▶ OBJETIVO DECLARADO A
Imprima o trecho do texto fornecido que começa nas palavras "Depois, devidamente acomodadas" e termina depois de "explicar cada um deles.".
▶ OBJETIVO DECLARADO B
Reescreva de forma mais breve o parágrafo do texto fornecido que começa com "A instalação “Nakhodha e a Sereia” aciona", mantendo seus fatos principais.
▶ OBJETIVO DECLARADO C
Segundo o texto fornecido, quem é a artista da instalação “Nakhodha e a Sereia”?

Estamos
na Ilha de Moçambique, em Moçambique, num galpão escuro, uma antiga alfândega,
mercado de escravizados. Era daqui que partiam corpos africanos agora
transformados em peças, mercadorias, para diversas partes do mundo, incluindo o
Brasil. Mas é também aqui, neste espaço, que está organizada a instalação “Nakhodha
e a Sereia”, da artista moçambicana Yara Costa. Se num primeiro momento, ao
adentrar o local, a imensidão e a escuridão do galpão nos assustam, em poucos
segundos, os barcos espalhados pelo salão, com luzes coloridas fazem nossos
olhos brilharem como de uma criança prestes a desvendar mistérios. A instalação
pode ser lida como uma homenagem à cultura marítima, em especial, a cultura
swahili – tão presente no norte de Moçambique, onde está localizada a Ilha –,
mas também à cultura de povos que vivem do (e no) mar em qualquer lugar do
mundo.
A
instalação “Nakhodha e a Sereia” aciona nossos diversos sentidos. Inicialmente,
somos convidadas a subir as escadas que dão acesso aos barcos, e nos sentarmos.
Depois, devidamente acomodadas acima do chão e, com fones de ouvido, Bento, o
guia-monitor, vai colocando os diversos sons que iremos ouvir, não sem antes
explicar cada um deles.
E
a magia começa. Os áudios captados em formato 360 graus nos causam a sensação
de estarmos ao vivo no exato momento de captação de cada um deles. São canções entoadas
em macua durante a feitura da embarcação; sons do barco indo ao mar; vozes
que se entrelaçam e que, para uma falante de língua portuguesa como eu, apesar
de não compreender nada, ainda me causam alguma emoção.
Após
esse mesmo processo de sentar e ouvir um som em cada uma das embarcações
menores, a surpresa maior da exposição encontra-se no último ato onde, agora,
somos nós as nakhodhas, as capitãs do dhow,
uma embarcação swahili imensa, que está alocada no centro do salão. Subimos ao dhow e ali, através de óculos de realidade
virtual, somos convidadas a olhar o passado, em que corpos escravizados
aparecem na tela, e imaginar um futuro em que o mar está subindo cada dia mais
devido ao aquecimento global.

▶ SEÇÃO DE DADOS

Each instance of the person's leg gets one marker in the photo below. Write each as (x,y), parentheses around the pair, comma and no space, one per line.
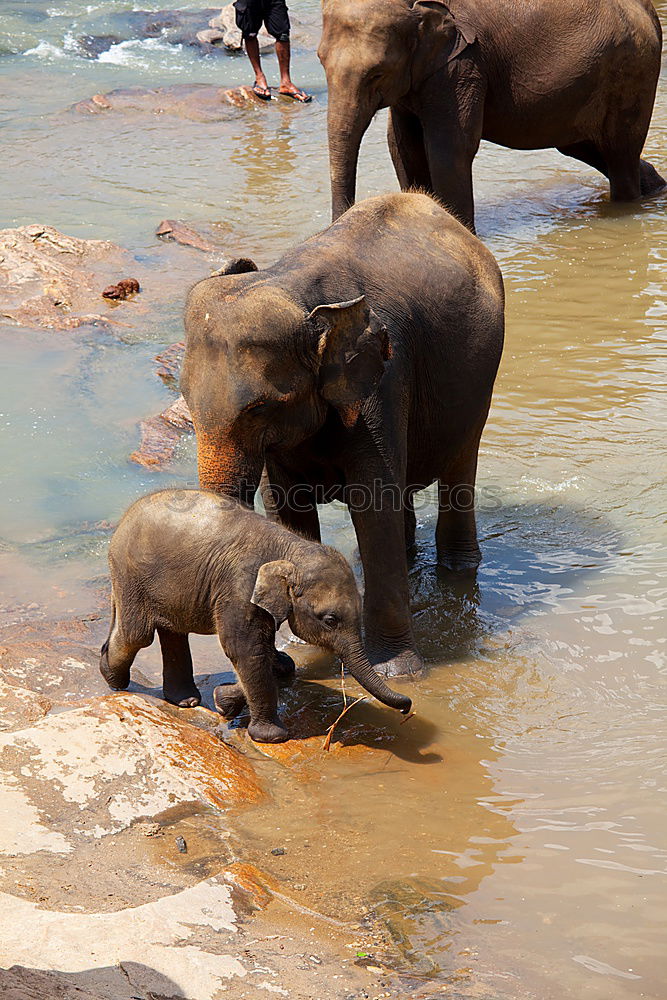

▶ RESPOSTA DO EXERCÍCIO A
Depois, devidamente acomodadas acima do chão e, com fones de ouvido, Bento, o
guia-monitor, vai colocando os diversos sons que iremos ouvir, não sem antes
explicar cada um deles.

▶ RESPOSTA DO EXERCÍCIO B
A instalação “Nakhodha e a Sereia” estimula vários sentidos. Primeiro, os visitantes sobem as escadas até os barcos e se sentam. Depois, já acomodados e com fones de ouvido, ouvem os sons que Bento, o guia-monitor, vai colocando, explicando cada um antes.

▶ RESPOSTA DO EXERCÍCIO C
A artista moçambicana Yara Costa.